**Data to process:**
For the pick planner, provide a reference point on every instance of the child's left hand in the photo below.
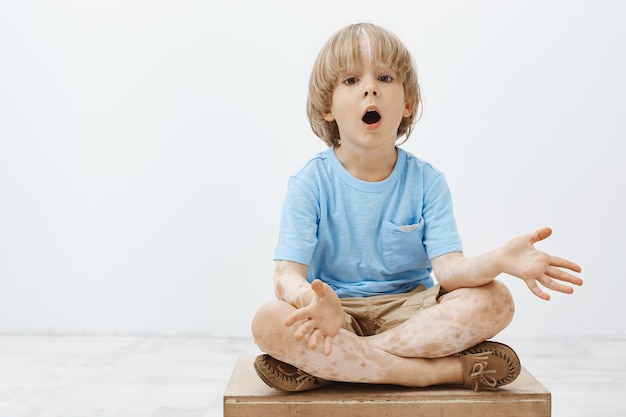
(321, 319)
(520, 258)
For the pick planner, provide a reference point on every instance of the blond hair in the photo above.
(342, 52)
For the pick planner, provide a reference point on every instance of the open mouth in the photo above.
(371, 116)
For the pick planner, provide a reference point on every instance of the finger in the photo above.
(534, 288)
(314, 339)
(564, 276)
(328, 345)
(549, 283)
(540, 235)
(298, 315)
(305, 328)
(318, 287)
(564, 263)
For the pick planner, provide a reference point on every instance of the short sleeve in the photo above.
(441, 235)
(298, 223)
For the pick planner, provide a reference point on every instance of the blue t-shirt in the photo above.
(367, 238)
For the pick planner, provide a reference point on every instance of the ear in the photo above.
(408, 109)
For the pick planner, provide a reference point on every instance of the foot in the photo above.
(284, 377)
(489, 365)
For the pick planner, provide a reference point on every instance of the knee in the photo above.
(267, 323)
(500, 303)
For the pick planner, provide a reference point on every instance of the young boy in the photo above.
(364, 224)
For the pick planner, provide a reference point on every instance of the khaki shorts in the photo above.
(366, 316)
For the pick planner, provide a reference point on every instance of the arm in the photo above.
(518, 258)
(318, 315)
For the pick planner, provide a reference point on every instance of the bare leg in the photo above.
(401, 355)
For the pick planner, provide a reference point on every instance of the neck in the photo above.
(367, 166)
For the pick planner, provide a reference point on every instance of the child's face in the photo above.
(368, 103)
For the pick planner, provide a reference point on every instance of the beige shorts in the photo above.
(366, 316)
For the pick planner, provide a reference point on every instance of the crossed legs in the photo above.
(419, 352)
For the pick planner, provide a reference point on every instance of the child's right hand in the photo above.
(321, 320)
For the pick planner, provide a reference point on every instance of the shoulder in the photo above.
(419, 167)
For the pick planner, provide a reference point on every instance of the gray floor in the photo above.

**Given request:**
Please recast all the records above as a Markdown table with two columns, Row and Line, putting each line in its own numbered row and skipping blank lines. Leave the pictures out of the table.

**Solution:**
| Row | Line |
|---|---|
| 1 | For the pick planner, provide a reference point on every instance of the child's left hand in the photo below. |
| 2 | (321, 319) |
| 3 | (520, 258) |
| 4 | For the pick planner, provide a reference point on every instance of the blond hair in the photo above. |
| 5 | (342, 52) |
| 6 | For the pick planner, provide a reference point on every instance of the open mouth in the photo above. |
| 7 | (371, 116) |
| 8 | For the pick planner, provide a reference point on every instance of the finger in the photo above. |
| 9 | (534, 288) |
| 10 | (314, 339) |
| 11 | (564, 276) |
| 12 | (328, 345) |
| 13 | (549, 283) |
| 14 | (540, 235) |
| 15 | (298, 315) |
| 16 | (305, 328) |
| 17 | (318, 287) |
| 18 | (564, 263) |
| 19 | For the pick planner, provide a reference point on every instance of the short sleeve in the photo above. |
| 20 | (441, 235) |
| 21 | (298, 223) |
| 22 | For the pick planner, provide a reference point on every instance of the blue t-shirt in the photo above. |
| 23 | (367, 238) |
| 24 | For the pick planner, provide a reference point on every instance of the ear in the photo above. |
| 25 | (408, 109) |
| 26 | For the pick planner, provide a reference point on every instance of the foot in the photo above. |
| 27 | (284, 377) |
| 28 | (489, 365) |
| 29 | For the pick planner, provide a reference point on every instance of the knee in the photo above. |
| 30 | (267, 323) |
| 31 | (500, 303) |
| 32 | For the pick planner, provide a reference point on every instance of the young boy in the photo above. |
| 33 | (364, 224) |
| 34 | For the pick planner, provide a reference point on every instance of the khaki shorts in the photo above. |
| 35 | (366, 316) |
| 36 | For the pick planner, provide a reference point on every instance of the arm in the photo above. |
| 37 | (518, 258) |
| 38 | (318, 315) |
| 39 | For the pick planner, provide a reference point on every instance of the bare leg in the photo above. |
| 40 | (401, 355) |
| 41 | For the pick planner, provide a reference point on every instance of the neck in the photo above. |
| 42 | (367, 166) |
| 43 | For the pick planner, provide a reference point on every instance of the child's face in the photo above. |
| 44 | (368, 103) |
| 45 | For the pick planner, provide a reference point on every instance of the beige shorts in the photo above. |
| 46 | (366, 316) |
| 47 | For the pick planner, provide a reference point on every instance of the crossed legs in the photo above. |
| 48 | (419, 352) |
| 49 | For the pick planner, provide a reference point on every instance of the child's right hand in the photo above. |
| 50 | (321, 320) |
| 51 | For the pick planner, provide a reference point on every instance of the shoulder in the photo above. |
| 52 | (419, 167) |
| 53 | For the pick planner, provide a reference point on every instance of the gray floor in the photo above. |